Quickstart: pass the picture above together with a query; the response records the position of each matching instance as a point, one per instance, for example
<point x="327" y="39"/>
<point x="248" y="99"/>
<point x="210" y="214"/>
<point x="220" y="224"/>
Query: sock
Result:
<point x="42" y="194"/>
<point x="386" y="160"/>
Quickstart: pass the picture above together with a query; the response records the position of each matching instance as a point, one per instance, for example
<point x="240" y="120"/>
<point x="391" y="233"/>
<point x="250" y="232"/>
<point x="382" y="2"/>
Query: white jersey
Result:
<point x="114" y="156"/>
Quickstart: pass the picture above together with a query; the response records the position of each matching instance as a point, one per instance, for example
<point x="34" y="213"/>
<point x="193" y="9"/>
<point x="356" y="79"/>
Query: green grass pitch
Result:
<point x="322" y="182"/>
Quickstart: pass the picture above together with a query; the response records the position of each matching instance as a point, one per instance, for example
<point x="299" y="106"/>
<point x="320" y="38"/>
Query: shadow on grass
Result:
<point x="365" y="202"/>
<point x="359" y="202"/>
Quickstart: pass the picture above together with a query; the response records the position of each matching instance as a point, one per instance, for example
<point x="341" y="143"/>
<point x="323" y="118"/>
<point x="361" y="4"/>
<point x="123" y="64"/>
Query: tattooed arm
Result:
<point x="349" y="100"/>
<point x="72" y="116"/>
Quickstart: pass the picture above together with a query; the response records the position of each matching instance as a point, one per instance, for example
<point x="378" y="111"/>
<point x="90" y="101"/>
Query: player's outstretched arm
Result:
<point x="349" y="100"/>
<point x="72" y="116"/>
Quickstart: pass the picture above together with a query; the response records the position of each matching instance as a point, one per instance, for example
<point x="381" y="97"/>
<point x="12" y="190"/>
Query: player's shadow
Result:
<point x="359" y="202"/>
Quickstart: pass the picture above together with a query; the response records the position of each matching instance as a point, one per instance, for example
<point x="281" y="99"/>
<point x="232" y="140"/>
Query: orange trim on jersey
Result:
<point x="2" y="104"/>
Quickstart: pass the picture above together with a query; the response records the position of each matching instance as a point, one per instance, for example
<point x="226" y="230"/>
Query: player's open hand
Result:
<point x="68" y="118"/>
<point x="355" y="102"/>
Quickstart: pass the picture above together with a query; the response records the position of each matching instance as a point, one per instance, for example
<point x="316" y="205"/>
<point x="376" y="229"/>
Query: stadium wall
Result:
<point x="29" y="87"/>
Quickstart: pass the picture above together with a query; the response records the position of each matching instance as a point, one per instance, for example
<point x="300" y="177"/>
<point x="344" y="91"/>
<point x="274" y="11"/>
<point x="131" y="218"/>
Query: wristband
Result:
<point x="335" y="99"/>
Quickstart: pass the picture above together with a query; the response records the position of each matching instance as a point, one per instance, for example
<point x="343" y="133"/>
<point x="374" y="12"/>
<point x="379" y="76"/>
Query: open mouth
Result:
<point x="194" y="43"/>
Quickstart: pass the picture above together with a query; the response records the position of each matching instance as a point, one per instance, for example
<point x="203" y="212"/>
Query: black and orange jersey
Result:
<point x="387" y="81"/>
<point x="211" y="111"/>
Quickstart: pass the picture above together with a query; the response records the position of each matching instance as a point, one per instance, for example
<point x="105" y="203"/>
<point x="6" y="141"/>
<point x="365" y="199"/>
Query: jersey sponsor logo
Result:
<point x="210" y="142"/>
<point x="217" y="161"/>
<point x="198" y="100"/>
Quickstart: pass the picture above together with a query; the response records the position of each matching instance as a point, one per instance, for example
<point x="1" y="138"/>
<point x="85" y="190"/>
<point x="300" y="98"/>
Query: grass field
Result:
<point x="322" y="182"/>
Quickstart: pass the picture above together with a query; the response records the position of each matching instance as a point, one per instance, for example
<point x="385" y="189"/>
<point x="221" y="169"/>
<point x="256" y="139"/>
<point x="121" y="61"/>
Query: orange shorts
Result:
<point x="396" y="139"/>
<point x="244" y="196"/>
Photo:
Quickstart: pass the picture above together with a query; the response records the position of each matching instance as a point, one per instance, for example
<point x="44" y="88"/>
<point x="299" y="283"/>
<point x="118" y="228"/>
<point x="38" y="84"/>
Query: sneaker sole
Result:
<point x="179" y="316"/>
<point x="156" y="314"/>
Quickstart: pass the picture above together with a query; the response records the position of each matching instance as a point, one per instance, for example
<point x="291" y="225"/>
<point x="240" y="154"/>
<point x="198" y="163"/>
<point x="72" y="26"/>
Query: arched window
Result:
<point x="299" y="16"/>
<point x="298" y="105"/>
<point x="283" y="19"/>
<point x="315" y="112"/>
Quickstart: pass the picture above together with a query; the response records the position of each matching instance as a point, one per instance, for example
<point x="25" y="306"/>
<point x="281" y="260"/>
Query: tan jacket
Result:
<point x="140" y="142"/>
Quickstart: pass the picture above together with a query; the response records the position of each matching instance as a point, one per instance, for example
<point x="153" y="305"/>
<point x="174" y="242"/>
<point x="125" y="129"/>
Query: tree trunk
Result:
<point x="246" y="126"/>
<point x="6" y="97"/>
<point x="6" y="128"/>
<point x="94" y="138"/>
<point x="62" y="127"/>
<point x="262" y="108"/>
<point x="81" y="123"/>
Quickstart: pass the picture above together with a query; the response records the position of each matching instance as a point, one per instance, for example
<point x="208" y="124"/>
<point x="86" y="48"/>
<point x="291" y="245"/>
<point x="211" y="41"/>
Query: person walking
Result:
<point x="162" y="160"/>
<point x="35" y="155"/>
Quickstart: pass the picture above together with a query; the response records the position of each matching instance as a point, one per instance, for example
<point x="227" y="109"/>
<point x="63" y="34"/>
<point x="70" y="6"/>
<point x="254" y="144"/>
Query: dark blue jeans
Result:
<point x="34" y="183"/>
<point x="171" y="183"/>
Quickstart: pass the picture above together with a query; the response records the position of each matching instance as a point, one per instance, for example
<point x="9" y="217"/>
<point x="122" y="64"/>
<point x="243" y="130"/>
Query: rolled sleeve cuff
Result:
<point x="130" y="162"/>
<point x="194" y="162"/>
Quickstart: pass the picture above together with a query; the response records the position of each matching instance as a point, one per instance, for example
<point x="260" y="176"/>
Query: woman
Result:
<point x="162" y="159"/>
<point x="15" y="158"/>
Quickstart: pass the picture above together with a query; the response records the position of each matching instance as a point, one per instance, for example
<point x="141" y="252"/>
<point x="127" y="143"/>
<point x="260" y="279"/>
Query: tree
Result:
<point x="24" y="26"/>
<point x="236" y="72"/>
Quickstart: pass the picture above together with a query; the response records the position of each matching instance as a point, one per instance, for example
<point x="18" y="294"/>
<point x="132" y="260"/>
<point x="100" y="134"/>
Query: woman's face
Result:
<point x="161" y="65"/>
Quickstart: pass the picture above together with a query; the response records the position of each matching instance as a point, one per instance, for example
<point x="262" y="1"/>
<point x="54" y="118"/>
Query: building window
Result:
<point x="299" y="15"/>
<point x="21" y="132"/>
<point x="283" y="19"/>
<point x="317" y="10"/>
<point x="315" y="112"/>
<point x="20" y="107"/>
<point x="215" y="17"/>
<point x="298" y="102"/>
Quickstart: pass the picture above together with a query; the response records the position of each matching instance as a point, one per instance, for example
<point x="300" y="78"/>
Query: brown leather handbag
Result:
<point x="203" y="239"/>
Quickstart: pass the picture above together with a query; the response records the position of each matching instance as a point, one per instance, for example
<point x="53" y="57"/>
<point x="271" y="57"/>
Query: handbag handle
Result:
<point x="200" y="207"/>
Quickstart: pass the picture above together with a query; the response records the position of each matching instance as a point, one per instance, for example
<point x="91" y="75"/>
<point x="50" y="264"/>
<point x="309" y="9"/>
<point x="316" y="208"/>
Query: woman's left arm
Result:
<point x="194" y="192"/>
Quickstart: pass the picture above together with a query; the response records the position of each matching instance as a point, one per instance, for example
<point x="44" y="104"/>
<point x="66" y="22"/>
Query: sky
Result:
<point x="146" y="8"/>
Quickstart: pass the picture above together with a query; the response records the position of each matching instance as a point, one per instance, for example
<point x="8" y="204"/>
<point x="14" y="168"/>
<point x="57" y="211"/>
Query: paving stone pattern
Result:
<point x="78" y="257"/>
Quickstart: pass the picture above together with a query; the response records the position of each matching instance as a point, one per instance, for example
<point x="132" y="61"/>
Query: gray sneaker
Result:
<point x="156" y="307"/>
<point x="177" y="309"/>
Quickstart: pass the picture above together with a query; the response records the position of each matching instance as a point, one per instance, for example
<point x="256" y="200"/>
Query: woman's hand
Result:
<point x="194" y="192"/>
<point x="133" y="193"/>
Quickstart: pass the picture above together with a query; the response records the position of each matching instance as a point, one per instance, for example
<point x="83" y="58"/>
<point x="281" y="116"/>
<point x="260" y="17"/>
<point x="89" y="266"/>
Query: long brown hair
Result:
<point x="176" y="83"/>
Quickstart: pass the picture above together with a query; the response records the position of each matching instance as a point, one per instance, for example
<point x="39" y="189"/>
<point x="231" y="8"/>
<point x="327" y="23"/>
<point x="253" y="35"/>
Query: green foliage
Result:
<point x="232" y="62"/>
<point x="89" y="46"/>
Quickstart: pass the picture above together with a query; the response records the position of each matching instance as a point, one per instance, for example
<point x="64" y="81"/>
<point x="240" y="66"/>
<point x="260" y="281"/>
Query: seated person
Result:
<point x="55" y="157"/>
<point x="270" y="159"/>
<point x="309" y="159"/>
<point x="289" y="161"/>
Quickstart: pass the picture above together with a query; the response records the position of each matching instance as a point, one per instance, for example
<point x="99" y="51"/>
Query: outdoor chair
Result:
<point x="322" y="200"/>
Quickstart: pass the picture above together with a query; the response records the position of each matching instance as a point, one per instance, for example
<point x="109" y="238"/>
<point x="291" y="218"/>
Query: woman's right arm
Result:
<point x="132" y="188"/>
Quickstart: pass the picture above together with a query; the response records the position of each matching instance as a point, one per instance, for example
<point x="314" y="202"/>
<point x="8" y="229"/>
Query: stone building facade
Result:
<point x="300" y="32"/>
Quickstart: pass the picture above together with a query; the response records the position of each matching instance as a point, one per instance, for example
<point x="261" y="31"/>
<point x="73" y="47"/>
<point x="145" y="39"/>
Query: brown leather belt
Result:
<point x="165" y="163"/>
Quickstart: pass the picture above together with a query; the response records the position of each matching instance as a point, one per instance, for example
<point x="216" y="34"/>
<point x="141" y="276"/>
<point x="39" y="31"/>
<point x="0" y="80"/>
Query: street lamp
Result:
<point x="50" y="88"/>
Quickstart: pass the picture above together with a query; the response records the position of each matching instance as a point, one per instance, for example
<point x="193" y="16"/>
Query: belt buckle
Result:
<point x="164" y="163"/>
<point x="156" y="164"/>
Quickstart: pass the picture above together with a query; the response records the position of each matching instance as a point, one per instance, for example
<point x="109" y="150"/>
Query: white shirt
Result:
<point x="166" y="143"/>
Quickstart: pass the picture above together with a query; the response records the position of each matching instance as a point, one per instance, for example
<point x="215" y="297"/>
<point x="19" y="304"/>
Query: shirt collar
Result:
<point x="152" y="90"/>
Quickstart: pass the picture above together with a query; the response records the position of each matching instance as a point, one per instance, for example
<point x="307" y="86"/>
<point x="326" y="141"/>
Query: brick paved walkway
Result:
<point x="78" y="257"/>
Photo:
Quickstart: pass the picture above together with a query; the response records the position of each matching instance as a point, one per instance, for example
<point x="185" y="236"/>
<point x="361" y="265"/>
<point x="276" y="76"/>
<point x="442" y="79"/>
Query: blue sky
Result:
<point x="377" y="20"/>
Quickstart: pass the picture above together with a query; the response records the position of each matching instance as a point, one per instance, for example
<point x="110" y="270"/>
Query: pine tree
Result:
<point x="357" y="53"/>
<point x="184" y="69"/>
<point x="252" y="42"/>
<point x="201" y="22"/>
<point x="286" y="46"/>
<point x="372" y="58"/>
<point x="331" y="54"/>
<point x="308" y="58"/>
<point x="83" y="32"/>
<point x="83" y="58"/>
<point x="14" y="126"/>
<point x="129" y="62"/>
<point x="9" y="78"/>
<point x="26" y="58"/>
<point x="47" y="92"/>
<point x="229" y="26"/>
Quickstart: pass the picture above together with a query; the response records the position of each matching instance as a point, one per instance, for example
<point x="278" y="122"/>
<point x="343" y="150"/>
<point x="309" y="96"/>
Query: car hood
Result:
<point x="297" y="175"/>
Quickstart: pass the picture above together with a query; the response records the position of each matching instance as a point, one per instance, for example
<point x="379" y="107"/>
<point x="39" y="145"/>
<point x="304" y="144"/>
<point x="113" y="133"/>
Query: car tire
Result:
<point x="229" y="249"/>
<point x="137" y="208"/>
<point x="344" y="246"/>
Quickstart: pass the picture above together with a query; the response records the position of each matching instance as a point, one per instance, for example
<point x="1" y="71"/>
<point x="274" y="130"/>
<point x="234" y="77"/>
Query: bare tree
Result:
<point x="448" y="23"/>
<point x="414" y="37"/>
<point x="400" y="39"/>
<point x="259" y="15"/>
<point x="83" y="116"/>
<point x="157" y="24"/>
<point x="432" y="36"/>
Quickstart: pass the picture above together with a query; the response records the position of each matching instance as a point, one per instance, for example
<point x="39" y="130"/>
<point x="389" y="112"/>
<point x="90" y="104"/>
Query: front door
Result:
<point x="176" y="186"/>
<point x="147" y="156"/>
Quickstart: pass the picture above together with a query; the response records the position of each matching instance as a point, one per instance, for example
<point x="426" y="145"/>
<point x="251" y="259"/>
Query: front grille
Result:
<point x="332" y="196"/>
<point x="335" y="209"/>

* [Job] Pick out each line of the material above that contains the word "shirt", and copy those lines.

* [Output]
Query: white shirt
Query: shirt collar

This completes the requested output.